- _INSTRUÇÕES DA TAREFA_
Pode reproduzir, sem qualquer alteração, o trecho do texto de recordações que começa em "Agora também lembro" e segue até "de uma frase...", inclusive?

Mas também me recordo de rezarmos o terço em noites de trovoada, ao redor da fogueira quando a luz faltava, que era quase sempre que havia mau tempo e enquanto esperávamos o meu avô chegar a casa das bombas de gasolina que ele fechava depois das 22:00 ou 23:00.
Agora também lembro da forma peculiar que ela tinha em virar às costas às comadres enquanto continuava a falar para lhes dar a entender, de forma pouco subtil, que já estava farta da conversa, apesar de não a terminar falando mas simplesmente quando entrava em casa a meio de uma frase...
E as estórias de antes, nomeadamente das bruxas que vieram a casa transformadas em pássaros grandes para lhes roubar a bebé, do lobisomem que foi apanhado numa montaria pelos aldeões e de como ela o ouvia ganir, dos bois gigantes tão altos como casas que ela encontrou numa alvorada ao pé da capela. Tudo estórias que me deixavam crente no supernatural mas que a minha prima Filó bem argumentava que esses relatos só existiram até aparecer a luz eléctrica e as sombras serem empurradas apenas para pequenos cantos recônditos...

- _DADOS DE ORIGEM_
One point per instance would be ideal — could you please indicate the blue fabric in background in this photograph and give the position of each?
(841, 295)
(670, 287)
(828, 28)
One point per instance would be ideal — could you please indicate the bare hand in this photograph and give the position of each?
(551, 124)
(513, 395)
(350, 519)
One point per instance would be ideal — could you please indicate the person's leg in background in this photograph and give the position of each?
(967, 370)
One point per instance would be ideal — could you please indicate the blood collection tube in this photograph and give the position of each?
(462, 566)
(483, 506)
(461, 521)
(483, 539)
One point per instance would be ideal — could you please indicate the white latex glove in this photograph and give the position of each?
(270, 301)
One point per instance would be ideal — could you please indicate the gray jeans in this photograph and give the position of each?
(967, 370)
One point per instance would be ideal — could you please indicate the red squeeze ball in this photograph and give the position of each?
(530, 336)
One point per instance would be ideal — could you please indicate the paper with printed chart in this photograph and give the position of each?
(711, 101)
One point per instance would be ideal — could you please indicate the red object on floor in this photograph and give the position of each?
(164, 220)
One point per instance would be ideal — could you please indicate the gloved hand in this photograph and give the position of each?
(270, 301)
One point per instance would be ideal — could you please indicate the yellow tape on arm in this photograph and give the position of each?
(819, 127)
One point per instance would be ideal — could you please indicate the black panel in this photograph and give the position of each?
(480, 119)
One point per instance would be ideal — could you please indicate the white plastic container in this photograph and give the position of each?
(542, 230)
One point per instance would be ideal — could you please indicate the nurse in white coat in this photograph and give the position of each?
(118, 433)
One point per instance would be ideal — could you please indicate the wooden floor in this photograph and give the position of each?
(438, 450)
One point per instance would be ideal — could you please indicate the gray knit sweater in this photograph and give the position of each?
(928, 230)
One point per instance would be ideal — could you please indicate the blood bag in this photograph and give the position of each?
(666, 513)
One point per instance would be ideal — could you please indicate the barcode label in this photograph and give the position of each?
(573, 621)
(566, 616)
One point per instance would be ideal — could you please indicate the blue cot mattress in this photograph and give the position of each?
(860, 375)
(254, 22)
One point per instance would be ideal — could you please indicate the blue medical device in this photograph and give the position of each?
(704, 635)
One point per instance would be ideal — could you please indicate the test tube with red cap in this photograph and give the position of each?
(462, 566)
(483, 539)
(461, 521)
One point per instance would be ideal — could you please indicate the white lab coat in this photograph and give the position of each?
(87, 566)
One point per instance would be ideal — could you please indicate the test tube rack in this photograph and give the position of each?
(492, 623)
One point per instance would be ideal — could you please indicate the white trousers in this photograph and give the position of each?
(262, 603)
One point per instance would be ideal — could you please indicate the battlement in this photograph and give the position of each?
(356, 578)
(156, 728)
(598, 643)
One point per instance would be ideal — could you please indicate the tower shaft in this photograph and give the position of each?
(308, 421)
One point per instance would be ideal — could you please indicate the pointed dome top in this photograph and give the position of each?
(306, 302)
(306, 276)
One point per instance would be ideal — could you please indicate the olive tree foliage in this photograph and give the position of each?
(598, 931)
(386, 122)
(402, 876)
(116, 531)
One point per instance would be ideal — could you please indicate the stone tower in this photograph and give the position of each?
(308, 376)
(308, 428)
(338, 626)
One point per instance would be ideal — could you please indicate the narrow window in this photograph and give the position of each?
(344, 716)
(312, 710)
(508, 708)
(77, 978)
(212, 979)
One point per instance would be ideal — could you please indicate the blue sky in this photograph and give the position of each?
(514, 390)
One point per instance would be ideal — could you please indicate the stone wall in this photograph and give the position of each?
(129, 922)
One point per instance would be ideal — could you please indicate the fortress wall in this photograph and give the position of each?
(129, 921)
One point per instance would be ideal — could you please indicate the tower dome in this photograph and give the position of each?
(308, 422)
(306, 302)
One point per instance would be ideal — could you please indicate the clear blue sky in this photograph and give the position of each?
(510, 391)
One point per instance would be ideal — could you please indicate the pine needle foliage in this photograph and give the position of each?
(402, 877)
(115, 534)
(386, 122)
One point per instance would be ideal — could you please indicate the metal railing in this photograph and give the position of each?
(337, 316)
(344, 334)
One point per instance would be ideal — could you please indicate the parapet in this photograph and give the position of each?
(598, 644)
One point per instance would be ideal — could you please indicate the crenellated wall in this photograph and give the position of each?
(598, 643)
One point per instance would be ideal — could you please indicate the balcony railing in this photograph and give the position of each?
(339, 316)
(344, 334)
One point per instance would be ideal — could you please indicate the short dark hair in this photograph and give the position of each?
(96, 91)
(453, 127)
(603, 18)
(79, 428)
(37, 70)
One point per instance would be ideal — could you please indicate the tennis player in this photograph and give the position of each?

- _RESPOSTA DO EXERCÍCIO_
Agora também lembro da forma peculiar que ela tinha em virar às costas às comadres enquanto continuava a falar para lhes dar a entender, de forma pouco subtil, que já estava farta da conversa, apesar de não a terminar falando mas simplesmente quando entrava em casa a meio de uma frase...